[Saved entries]
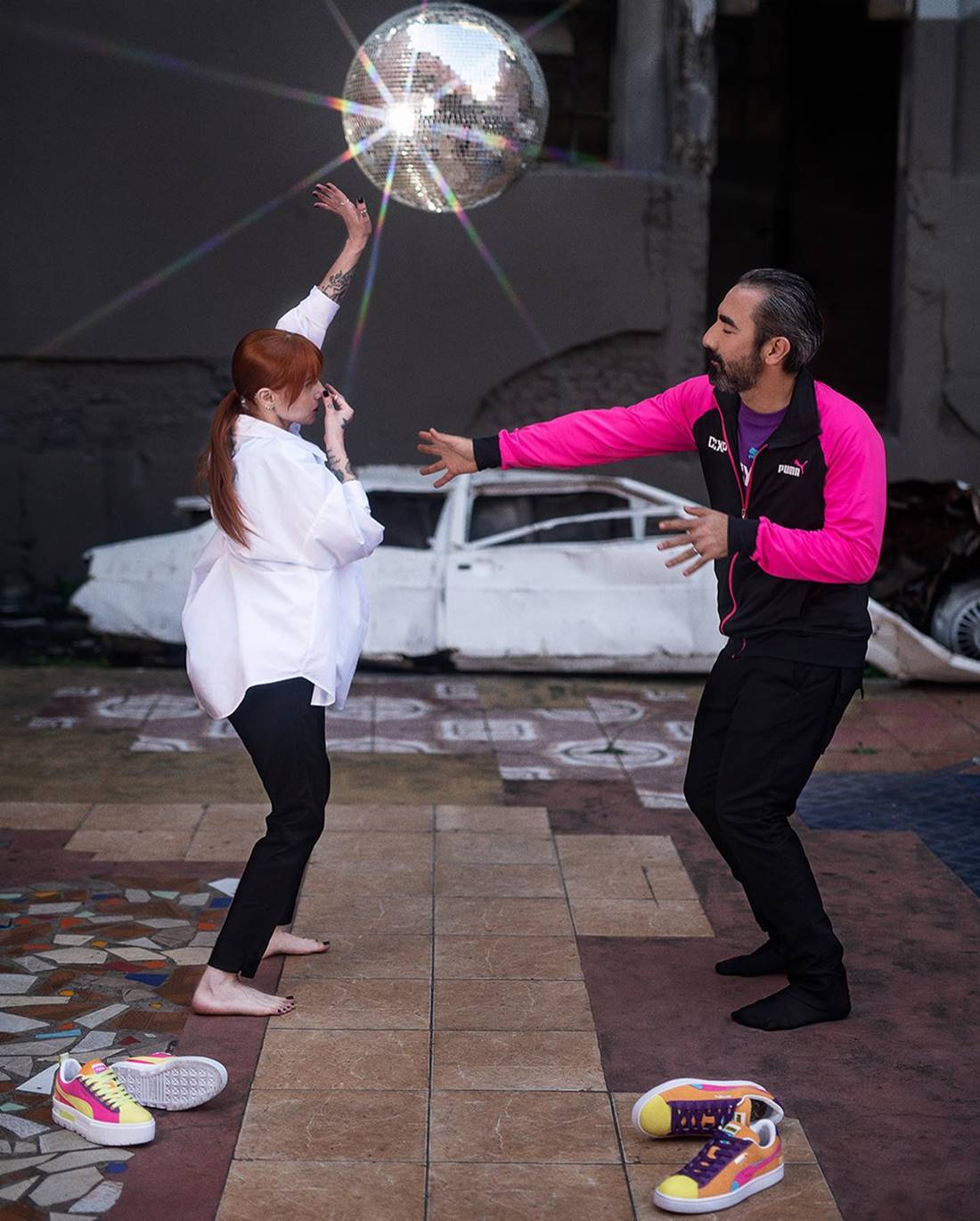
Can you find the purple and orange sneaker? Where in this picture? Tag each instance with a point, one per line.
(91, 1101)
(691, 1106)
(741, 1159)
(171, 1083)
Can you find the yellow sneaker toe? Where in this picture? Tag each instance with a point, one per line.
(654, 1118)
(679, 1187)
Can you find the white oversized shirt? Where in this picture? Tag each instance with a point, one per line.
(290, 603)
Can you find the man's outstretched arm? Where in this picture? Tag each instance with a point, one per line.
(657, 425)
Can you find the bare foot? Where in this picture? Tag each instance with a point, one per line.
(283, 941)
(223, 993)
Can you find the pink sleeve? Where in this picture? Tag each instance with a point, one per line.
(846, 551)
(657, 425)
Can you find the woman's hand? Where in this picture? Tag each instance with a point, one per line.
(454, 455)
(337, 412)
(358, 223)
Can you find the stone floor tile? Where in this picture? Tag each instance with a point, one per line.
(486, 1126)
(627, 917)
(66, 1185)
(584, 881)
(498, 881)
(511, 1005)
(142, 815)
(380, 818)
(802, 1195)
(527, 1193)
(372, 779)
(363, 956)
(323, 1060)
(373, 848)
(325, 914)
(234, 812)
(507, 957)
(314, 1191)
(358, 1005)
(349, 880)
(616, 850)
(511, 917)
(514, 1060)
(335, 1125)
(224, 842)
(490, 819)
(132, 845)
(43, 815)
(499, 848)
(883, 761)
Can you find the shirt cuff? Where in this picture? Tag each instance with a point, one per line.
(354, 491)
(487, 452)
(323, 307)
(742, 533)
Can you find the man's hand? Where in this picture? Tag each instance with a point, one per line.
(706, 537)
(454, 455)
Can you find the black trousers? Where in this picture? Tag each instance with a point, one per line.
(761, 728)
(286, 739)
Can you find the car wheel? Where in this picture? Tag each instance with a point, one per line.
(956, 620)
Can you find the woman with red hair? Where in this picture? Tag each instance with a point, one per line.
(276, 614)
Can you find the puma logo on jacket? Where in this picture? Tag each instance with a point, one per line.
(801, 550)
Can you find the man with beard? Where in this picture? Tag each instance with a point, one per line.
(796, 481)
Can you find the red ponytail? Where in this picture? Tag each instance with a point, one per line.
(274, 359)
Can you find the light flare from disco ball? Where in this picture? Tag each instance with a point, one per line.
(458, 89)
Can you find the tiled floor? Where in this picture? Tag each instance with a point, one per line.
(522, 920)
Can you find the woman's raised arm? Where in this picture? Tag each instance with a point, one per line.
(314, 314)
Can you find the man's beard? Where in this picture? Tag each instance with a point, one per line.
(736, 376)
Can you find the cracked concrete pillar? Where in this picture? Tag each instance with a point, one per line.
(936, 360)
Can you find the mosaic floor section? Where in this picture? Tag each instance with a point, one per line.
(86, 970)
(524, 921)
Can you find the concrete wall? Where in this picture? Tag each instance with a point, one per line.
(121, 168)
(935, 414)
(118, 168)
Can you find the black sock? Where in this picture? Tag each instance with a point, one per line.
(792, 1007)
(764, 961)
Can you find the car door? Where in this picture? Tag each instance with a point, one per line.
(404, 577)
(571, 571)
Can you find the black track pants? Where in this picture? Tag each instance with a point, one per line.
(759, 730)
(286, 739)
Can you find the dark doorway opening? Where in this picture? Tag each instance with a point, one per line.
(808, 98)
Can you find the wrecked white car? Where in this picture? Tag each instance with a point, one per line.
(528, 570)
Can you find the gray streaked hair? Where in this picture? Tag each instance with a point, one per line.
(788, 309)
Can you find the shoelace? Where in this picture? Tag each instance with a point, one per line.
(687, 1114)
(108, 1088)
(703, 1168)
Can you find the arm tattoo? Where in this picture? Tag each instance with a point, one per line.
(339, 465)
(337, 283)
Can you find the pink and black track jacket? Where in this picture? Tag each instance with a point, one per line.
(804, 537)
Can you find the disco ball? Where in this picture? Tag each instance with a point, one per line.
(462, 101)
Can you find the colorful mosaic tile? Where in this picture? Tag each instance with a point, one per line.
(111, 1009)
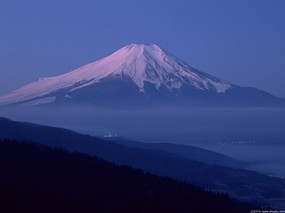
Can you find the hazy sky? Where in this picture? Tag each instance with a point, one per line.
(242, 41)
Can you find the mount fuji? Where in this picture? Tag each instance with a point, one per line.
(138, 75)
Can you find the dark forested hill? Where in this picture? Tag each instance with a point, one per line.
(238, 183)
(35, 178)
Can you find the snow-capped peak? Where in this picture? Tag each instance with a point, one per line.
(139, 63)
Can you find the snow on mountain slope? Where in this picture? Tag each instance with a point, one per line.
(138, 62)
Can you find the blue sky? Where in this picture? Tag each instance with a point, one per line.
(242, 41)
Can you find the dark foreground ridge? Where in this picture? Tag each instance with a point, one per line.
(35, 178)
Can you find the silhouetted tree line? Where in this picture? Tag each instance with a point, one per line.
(35, 178)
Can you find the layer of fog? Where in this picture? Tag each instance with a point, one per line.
(253, 135)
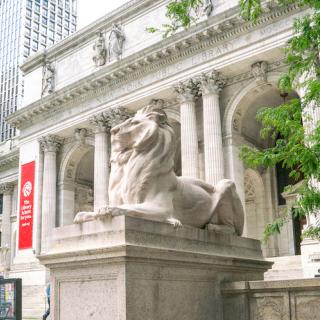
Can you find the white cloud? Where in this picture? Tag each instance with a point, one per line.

- [Problem statement]
Every record above, copied exactly and without a single picture, makes up the answer.

- [Solution for this problem]
Can you find the purple and orange sneaker? Where in this picture? Tag each instance with a point, one per line.
(91, 1101)
(691, 1106)
(741, 1159)
(171, 1083)
Can you find the yellow sneaker toe? Where in this picture? Tag each instance with a point, one per line.
(654, 1118)
(679, 1187)
Can you find the white oversized shirt? Where in this picture? Tag each instance with a point, one per line.
(290, 603)
Can you find the man's outstretched arm? Where in this picture? Tag each instance with a point, one per line.
(657, 425)
Can you find the bare foot? Where in this picture? Tag each instance with a point, one per line.
(283, 941)
(223, 993)
Can you find the pink sleeve? Where in this picture? Tag each instance with a point, one per line.
(846, 551)
(657, 425)
Can you find the woman's hand? Where in this picture? Tag each instance with a point, one per line.
(454, 455)
(337, 412)
(358, 223)
Can you find the stone floor tile? Where in this picture? Tag each instance with a point, one per line.
(486, 1126)
(627, 917)
(66, 1185)
(584, 881)
(498, 881)
(511, 1005)
(142, 815)
(380, 818)
(802, 1195)
(527, 1193)
(372, 779)
(363, 956)
(323, 1060)
(373, 848)
(325, 914)
(234, 812)
(507, 957)
(314, 1191)
(358, 1005)
(349, 880)
(616, 850)
(511, 917)
(514, 1060)
(335, 1125)
(224, 842)
(490, 819)
(132, 845)
(43, 815)
(499, 848)
(883, 761)
Can you find the shirt cuff? Where in this picture? Tag each instance with a point, one per line.
(354, 491)
(487, 452)
(323, 307)
(742, 533)
Can you find the man's hand? Where in this picture? Tag each instance with a point, one per line.
(706, 537)
(454, 455)
Can you find the black trousers? Where in this picture? Tag each instance with a point, one per line.
(761, 728)
(286, 739)
Can you find the car wheel? Where in this picture? Tag each instance with a point, one per line.
(956, 620)
Can you find the woman with red hair? Where in this picture? Tag each instance with a point, one per line.
(276, 614)
Can you find the puma logo on jacket? Where in this picture? Tag each instance with a point, one per line.
(801, 550)
Can you find the man with beard? Where in this picture? Tag each instance with a point, one per line.
(796, 481)
Can you find the red ponytail? Where in this picture? Tag each instance with a point, one per line.
(274, 359)
Can you find the light flare from disco ball? Where in this picture? Tag each instance with a point, one per line.
(458, 89)
Can you find the tiled floor? Where in this picture? Tag each instance with a point, one per line.
(522, 920)
Can you find the woman's raised arm? Where in this picture? Tag each instance with a point, one per line.
(314, 314)
Can you find the man's beard? Where in this picture? Tag each instance with a point, one per line.
(736, 376)
Can you find the cracked concrete pillar? Where in this picture? Tag each instance with a point, one per line.
(936, 360)
Can you find the mosaic floor section? Where in this picture? Tag each instance with a point, one per line.
(86, 970)
(524, 921)
Can you find the concrete wall? Where in this picture? Tag each instance with a point, one per line.
(121, 168)
(935, 414)
(118, 168)
Can you find the black sock? Where in this picture? Tag each instance with a point, one per line.
(792, 1007)
(764, 961)
Can you find the car door? Where in this picture? Tag each instance with a point, one per line.
(404, 577)
(571, 571)
Can you find the black track pants? Where in this picture? Tag each instance with a point, one per line.
(759, 730)
(286, 739)
Can you find the dark doorway opening? Where in this picture? Tag each instance with a point, one per line.
(808, 98)
Can you find the wrecked white car? Where in this picture? Tag each instance with a point, one per line.
(528, 570)
Can you find the gray streaked hair? Where in this picture? Tag each instance with a point, one per line.
(788, 309)
Can you find the shoelace? Where in this picture? Tag each instance with a point, one per line.
(687, 1114)
(108, 1088)
(703, 1168)
Can you find the arm tattoo? Where in this picture? Tag each instance with a point, one per line.
(339, 465)
(337, 283)
Can you find the pink and black track jacket? Where in this picture? Tag each instance with a point, one per line.
(804, 537)
Can you find the disco ball? Where in this picture? Tag each instance with a point, one per line.
(462, 101)
Can you find the colorful mosaic tile? Where in this picture? Tag each instance with a point, one per line.
(111, 1009)
Can you find the hazy sky? Where in this picture? Tag each instance with a point, one per line.
(242, 41)
Can you find the mount fuji? Where in this picture? Tag each instance with a point, one per line.
(138, 75)
Can you find the dark forested hill? Where in this picture? Tag each instance with a point, one per line.
(238, 183)
(35, 178)
Can you find the snow-capped peak? Where in this picture? Tag each instance with a point, one per line.
(139, 63)
Can you find the snow on mountain slope? Where in this picture? Tag each instance with a point, one per line.
(138, 62)
Can you find the blue sky? Where in this picture? Tag each instance with a point, one per line.
(242, 41)
Can you find the dark foreground ridge? Where in this picture? Tag each instance with a point, one per line.
(35, 178)
Can you find the silhouetted tree line? Where in this picture? Tag each instance with a point, one per line.
(35, 178)
Can you find the layer of fog? Where in this picture? Tag each instance with a point, one per line.
(253, 135)
Can you find the white cloud? Where in this picture? Tag each instance with a point, one per line.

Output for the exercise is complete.